### Raw records
----
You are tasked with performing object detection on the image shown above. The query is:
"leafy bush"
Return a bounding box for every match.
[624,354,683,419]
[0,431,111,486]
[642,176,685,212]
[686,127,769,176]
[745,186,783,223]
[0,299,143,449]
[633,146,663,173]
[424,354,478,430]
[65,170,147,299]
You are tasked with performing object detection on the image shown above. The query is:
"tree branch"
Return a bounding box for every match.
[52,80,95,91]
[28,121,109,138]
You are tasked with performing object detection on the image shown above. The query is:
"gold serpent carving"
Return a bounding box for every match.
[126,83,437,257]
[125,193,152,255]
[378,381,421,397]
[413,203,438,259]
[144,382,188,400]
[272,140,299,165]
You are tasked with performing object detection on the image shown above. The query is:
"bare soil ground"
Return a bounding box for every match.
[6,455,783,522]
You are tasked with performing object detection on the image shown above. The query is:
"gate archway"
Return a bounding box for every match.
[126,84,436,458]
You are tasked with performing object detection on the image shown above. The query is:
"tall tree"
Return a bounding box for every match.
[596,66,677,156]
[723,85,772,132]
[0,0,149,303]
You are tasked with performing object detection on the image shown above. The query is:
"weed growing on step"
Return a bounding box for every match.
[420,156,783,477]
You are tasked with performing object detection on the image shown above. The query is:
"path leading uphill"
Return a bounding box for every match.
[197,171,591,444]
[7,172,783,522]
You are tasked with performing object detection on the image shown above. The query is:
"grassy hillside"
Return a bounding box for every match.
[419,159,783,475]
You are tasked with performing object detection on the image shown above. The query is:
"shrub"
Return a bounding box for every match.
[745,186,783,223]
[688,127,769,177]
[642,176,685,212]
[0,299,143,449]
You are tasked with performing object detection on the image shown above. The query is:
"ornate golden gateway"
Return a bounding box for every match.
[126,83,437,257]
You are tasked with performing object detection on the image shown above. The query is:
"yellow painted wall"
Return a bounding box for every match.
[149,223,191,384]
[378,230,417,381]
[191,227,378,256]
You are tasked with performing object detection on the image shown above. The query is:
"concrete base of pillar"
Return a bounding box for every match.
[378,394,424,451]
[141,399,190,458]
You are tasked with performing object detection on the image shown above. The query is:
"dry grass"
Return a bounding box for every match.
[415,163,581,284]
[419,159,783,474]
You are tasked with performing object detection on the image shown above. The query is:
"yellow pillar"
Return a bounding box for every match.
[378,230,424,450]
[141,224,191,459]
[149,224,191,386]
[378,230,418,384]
----
Rewrite as a numbered list the lines from the first line of the records through the line that contains "[272,140,299,165]", including both of these, and omit any blank lines.

1. You are tasked with performing object detection on the image shown above. The query is:
2. "leafy bush"
3. Return a bounding box for every match.
4. [624,354,683,419]
5. [0,431,111,486]
6. [642,176,685,212]
7. [686,127,769,176]
8. [745,186,783,223]
9. [0,299,143,449]
10. [633,146,663,173]
11. [424,354,478,430]
12. [65,170,147,299]
13. You are tasked with performing object detection on the image shown above. The query is:
14. "tree branch"
15. Return a bounding box for every match.
16. [52,80,95,91]
17. [28,121,109,138]
18. You are tasked with performing object detection on the image shown above. The query is:
19. "gold serpent carving"
20. Return a bounding box for every match.
21. [126,83,437,257]
22. [125,193,152,255]
23. [378,381,421,397]
24. [413,203,438,259]
25. [144,382,188,400]
26. [272,140,299,165]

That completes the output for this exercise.